Problem requirements:
Write out every record below exactly as it appears.

Material for this task:
• • • •

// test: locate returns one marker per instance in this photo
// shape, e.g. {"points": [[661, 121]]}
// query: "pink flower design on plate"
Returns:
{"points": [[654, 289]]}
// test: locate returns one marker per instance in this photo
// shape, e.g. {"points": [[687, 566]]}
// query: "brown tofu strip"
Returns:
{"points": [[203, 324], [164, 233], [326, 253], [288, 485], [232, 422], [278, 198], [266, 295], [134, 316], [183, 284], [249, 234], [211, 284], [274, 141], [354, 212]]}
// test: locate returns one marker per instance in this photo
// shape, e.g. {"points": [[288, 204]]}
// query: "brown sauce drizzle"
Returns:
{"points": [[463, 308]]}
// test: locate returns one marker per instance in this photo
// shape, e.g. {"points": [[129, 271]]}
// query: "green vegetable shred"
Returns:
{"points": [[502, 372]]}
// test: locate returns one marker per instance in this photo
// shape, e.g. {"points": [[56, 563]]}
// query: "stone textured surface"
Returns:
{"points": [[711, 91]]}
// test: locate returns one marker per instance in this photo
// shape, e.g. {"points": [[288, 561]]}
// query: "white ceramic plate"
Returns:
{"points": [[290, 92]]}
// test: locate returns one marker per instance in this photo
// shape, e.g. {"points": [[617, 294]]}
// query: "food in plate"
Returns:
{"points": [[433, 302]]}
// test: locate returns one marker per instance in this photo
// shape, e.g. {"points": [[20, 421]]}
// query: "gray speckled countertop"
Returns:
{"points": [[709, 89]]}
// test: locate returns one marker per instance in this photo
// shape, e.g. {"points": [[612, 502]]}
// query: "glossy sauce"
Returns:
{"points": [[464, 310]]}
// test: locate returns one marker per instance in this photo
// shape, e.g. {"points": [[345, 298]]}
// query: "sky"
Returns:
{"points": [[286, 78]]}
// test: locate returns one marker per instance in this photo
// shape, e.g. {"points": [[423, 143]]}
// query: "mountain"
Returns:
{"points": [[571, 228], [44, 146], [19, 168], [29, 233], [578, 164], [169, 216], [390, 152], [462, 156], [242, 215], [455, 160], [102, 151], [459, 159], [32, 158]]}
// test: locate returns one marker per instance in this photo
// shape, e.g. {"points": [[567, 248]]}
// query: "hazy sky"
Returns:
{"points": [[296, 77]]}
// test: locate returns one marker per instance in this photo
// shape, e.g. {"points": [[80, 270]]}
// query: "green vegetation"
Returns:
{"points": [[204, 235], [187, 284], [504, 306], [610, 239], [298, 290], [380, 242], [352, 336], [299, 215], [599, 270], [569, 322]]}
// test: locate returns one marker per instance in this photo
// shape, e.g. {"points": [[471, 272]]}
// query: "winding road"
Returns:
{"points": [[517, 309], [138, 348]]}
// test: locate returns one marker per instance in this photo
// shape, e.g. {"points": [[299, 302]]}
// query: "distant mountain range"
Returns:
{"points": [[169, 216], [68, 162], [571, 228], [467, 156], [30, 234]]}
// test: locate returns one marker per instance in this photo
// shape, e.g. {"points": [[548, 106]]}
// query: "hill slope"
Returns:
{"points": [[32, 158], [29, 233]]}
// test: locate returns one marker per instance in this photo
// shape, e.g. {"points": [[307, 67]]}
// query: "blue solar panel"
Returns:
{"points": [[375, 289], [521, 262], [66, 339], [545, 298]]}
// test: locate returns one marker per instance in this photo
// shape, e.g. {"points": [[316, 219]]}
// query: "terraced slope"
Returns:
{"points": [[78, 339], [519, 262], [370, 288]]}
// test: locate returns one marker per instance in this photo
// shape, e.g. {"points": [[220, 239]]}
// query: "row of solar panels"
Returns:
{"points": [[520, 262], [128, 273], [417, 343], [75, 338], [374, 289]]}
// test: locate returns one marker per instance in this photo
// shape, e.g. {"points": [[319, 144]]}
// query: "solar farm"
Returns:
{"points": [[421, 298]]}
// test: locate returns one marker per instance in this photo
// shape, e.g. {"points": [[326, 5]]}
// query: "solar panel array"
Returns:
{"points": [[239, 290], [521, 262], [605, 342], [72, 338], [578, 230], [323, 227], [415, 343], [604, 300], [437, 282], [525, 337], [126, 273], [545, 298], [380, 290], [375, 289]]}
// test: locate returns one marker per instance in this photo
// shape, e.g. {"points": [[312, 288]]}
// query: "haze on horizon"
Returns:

• • • •

Written response:
// test: locate returns one marker per instance in this photo
// shape, e.g. {"points": [[661, 121]]}
// query: "pink flower design on plate"
Returns:
{"points": [[654, 289]]}
// test: locate returns one marker per instance in this photo
// shape, e.g. {"points": [[687, 566]]}
// query: "brown tofu strip"
Returns:
{"points": [[203, 324], [164, 233], [326, 253], [288, 485], [232, 422], [278, 198], [266, 295], [134, 316], [183, 284], [249, 234], [211, 284], [274, 141], [354, 212]]}
// test: locate returns one marker per instance in this photo
// shape, e.g. {"points": [[288, 204]]}
// query: "brown sauce drizzle"
Returns:
{"points": [[463, 308]]}
// test: locate returns one marker per instance in this photo
// shape, e.g. {"points": [[129, 271]]}
// query: "green vegetable shred"
Returns:
{"points": [[502, 372]]}
// test: locate returns one marker per instance in this photo
// shape, e.g. {"points": [[56, 563]]}
// query: "stone textured surface"
Returns:
{"points": [[711, 91]]}
// test: locate returns one marker per instance in this photo
// shape, e.g. {"points": [[288, 561]]}
// query: "white ceramic plate"
Returns:
{"points": [[290, 92]]}
// test: locate returns one marker per instance in this photo
// shape, e.g. {"points": [[617, 294]]}
// query: "food in plate"
Returns:
{"points": [[433, 302]]}
// test: locate returns one marker per instance in this photo
// shape, e.g. {"points": [[20, 421]]}
// query: "gray speckled countertop"
Returns:
{"points": [[709, 89]]}
// test: locate returns one marker per instance in this photo
// shape, e.g. {"points": [[612, 502]]}
// query: "glossy sauce"
Returns:
{"points": [[464, 310]]}
// test: locate returns one marker per instance in this photo
// shape, e.g. {"points": [[345, 298]]}
// query: "sky"
Returns:
{"points": [[286, 78]]}
// test: locate returns one marker per instance in this photo
// shape, e.g. {"points": [[423, 143]]}
// query: "mountain"
Returns:
{"points": [[571, 228], [44, 146], [19, 168], [29, 233], [578, 164], [169, 216], [390, 152], [462, 156], [242, 215], [455, 160], [102, 151], [459, 159], [32, 158]]}
// test: locate returns one marker per instance in this photo
// shape, e.g. {"points": [[567, 248]]}
// query: "hazy sky"
Returns:
{"points": [[296, 77]]}
// test: locate returns one marker per instance in this photo
// shape, e.g. {"points": [[80, 270]]}
// query: "green vegetation"
Returns:
{"points": [[204, 235], [187, 284], [504, 306], [610, 239], [298, 290], [380, 242], [352, 336], [299, 215], [599, 270], [569, 322]]}
// test: locate returns one marker per instance in this photo
// shape, e.g. {"points": [[471, 272]]}
// query: "winding road"
Returns:
{"points": [[517, 309], [138, 348]]}
// test: locate returns one marker per instance in this photo
// shape, e.g. {"points": [[299, 302]]}
// query: "distant mountain range"
Returns:
{"points": [[169, 216], [68, 162], [571, 228], [467, 156], [30, 234]]}
// test: locate returns one marker per instance in this photo
// shape, e.g. {"points": [[548, 106]]}
// query: "hill slope"
Returns:
{"points": [[32, 158], [29, 233]]}
// test: locate returns one marker per instance in this photo
// shape, e.g. {"points": [[307, 67]]}
// query: "blue solar panel"
Returns:
{"points": [[375, 289], [521, 262], [66, 339], [545, 298]]}
// test: locate returns one marker per instance in this photo
// shape, e.g. {"points": [[316, 219]]}
// query: "terraced slope"
Returns:
{"points": [[78, 339], [519, 262], [370, 288]]}
// test: locate returns one marker per instance in this photo
// shape, e.g. {"points": [[220, 239]]}
// query: "row of solar panels"
Returns:
{"points": [[520, 262], [128, 273], [417, 343], [75, 338], [374, 289]]}
// test: locate returns one marker per instance in this photo
// shape, e.g. {"points": [[319, 144]]}
// query: "solar farm"
Returns:
{"points": [[421, 298]]}
// test: locate returns one marker per instance in this photo
// shape, e.g. {"points": [[326, 5]]}
// query: "solar panel array"
Returns:
{"points": [[239, 290], [521, 262], [605, 342], [72, 338], [578, 230], [323, 227], [415, 343], [604, 300], [437, 282], [525, 337], [126, 273], [545, 298], [380, 290], [375, 289]]}
// test: locate returns one marker per instance in this photo
// shape, e.g. {"points": [[312, 288]]}
// query: "haze on horizon"
Returns:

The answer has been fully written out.